Aim: Can you copy out the whole listing below word for word, leaving out the pictures?

Input rows:

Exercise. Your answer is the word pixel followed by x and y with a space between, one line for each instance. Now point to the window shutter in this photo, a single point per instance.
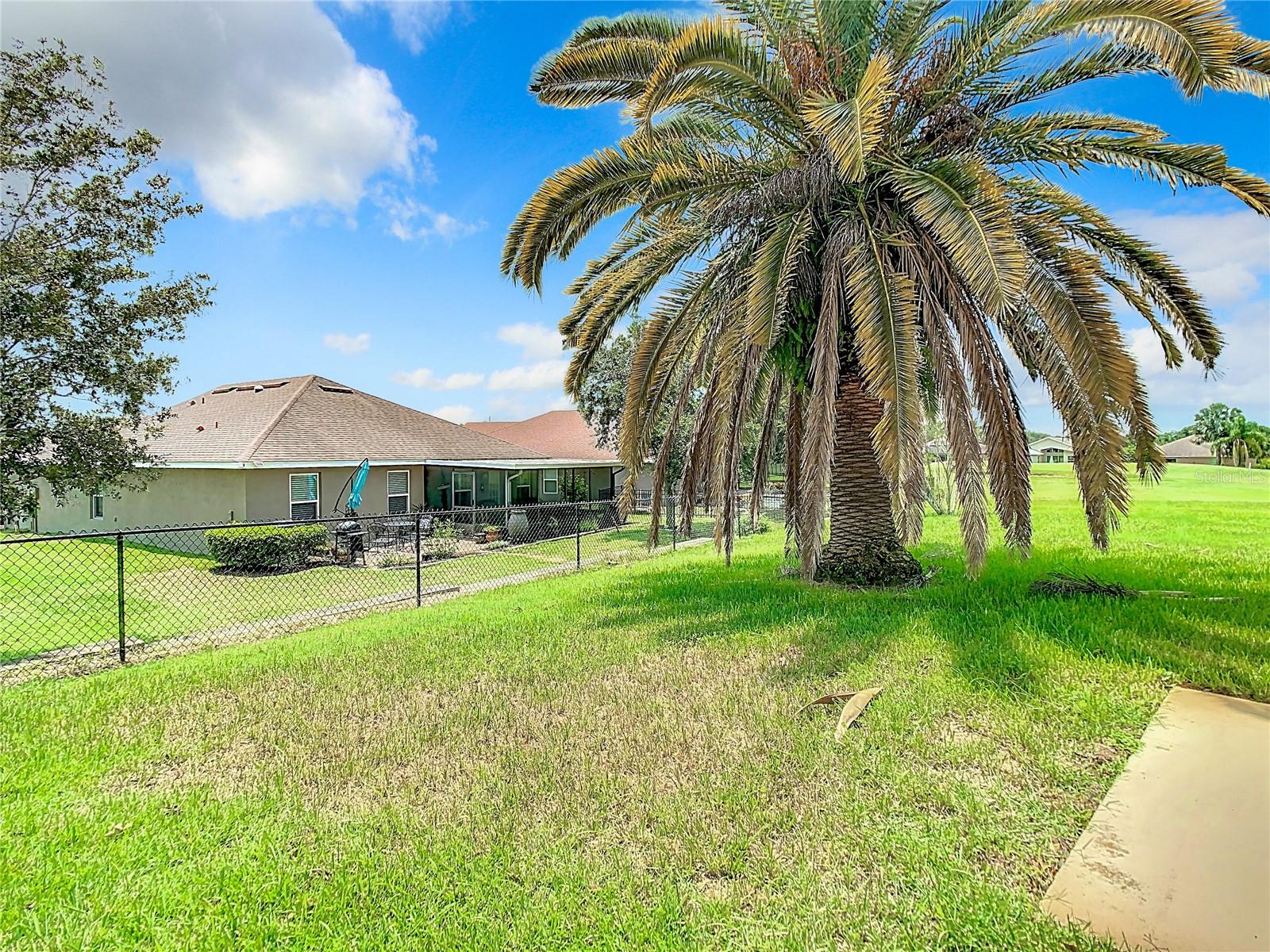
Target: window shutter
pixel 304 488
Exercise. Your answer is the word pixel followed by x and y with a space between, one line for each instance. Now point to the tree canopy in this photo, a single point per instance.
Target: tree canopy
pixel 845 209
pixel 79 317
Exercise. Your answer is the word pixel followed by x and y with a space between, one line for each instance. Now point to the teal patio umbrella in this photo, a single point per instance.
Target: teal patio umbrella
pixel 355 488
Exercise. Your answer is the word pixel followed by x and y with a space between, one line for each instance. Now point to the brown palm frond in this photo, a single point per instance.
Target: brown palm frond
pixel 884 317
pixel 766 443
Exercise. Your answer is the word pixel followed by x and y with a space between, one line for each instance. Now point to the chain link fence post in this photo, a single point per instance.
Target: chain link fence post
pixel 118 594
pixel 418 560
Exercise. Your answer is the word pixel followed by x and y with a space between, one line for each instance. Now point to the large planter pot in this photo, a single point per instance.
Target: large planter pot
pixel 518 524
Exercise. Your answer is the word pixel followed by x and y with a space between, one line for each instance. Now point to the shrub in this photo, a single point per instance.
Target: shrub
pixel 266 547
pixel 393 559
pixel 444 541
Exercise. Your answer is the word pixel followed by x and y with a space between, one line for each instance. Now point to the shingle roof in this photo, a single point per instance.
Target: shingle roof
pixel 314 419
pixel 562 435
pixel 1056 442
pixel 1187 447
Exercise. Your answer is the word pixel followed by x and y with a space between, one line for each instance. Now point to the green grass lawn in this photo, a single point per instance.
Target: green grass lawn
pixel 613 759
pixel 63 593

In response:
Exercise. Your answer is the word pixel followed by x and y with a space between, one line for each instance. Now point to the window shutter in this photo, a single point per instance.
Target: window shutter
pixel 304 488
Exercise. Your answer is the word pixel followed by x and y with a space between, one line for each instance. Now point to the tree canopy in this photo, a single point per instance.
Target: tree canopy
pixel 845 209
pixel 79 317
Exercise. Your answer is the word pixel followed by x and y with a space between, one line for each instance. Now point to the teal patio umbrella in this photo, a single point per instance.
Target: teal patio umbrella
pixel 355 488
Exercise. Your answer is the word pixel followed by x and y with a space between, one line for each instance. Now point to the brown palm frond in this photo, a single point per instance.
Target: brown palm frond
pixel 884 317
pixel 766 443
Exercise. Your answer is the word pixel followed by x and y with a space between, one line for each instance. Now point to the chain link fence post in this photo, a single point per instance.
Target: chain link fence post
pixel 118 594
pixel 418 560
Exercise. Your answer is the word pixel followed by x and y with a space between, one line for each instance. Now point to the large planter pot in this photo, a single point per instance.
Target: large planter pot
pixel 518 524
Exercise. Your answer is the word pixel followed by x and y with a space between, one line for each instance. Now point to the shrub in this photo, a single point per instance.
Target: shrub
pixel 266 547
pixel 393 559
pixel 444 541
Exercise. Your answer is the word pixel followed by x and y with a space between, one line for each instance. Now point to the shingle roof in this photo, a single point per instance.
Target: shingle roof
pixel 314 419
pixel 562 435
pixel 1056 442
pixel 1187 447
Exercise. Your answer is the word pixel followed by x and y with a space between, one line for each instance. Now point to the green grass lawn in this photo, a single point per instance.
Target: green grass lawn
pixel 613 759
pixel 63 593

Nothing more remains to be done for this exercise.